*Exercise instructions*. Rescale the material below by multiplying every point coordinate by 1.2 and rounding to the nearest whole number, with halves rounded up. Write out all lines again, requests included, and change nothing else.

::::

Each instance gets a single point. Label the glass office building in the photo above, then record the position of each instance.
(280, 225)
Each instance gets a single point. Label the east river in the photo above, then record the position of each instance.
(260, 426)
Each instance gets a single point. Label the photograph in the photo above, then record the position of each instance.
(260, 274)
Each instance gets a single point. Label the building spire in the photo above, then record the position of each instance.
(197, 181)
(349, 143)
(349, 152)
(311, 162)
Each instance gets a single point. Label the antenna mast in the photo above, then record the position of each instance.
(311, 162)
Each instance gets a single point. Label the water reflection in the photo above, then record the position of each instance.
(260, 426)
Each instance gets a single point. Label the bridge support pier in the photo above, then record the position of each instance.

::::

*Solution to the exercise*.
Each instance gets a single point. Label the glass office building in the photo above, then record the position of each instance.
(336, 270)
Each instance gets a single point. Label the east river in the photo above, then record the position of each instance.
(312, 511)
Each instance gets a single point. Label the photograph in the photo above, then record the position of each instance.
(312, 329)
Each instance gets a single point. Label the building spire in the photo above, then record the position of each instance.
(236, 217)
(419, 172)
(419, 182)
(373, 194)
Each instance gets a single point. Label the antenna mast in the photo above, then record the position of each instance.
(373, 194)
Each instance gets a single point. Label the water reflection in the photo above, then record the position of each instance.
(312, 511)
Each instance gets a single point. Label the bridge support pier in the photo above, then record the position of each instance.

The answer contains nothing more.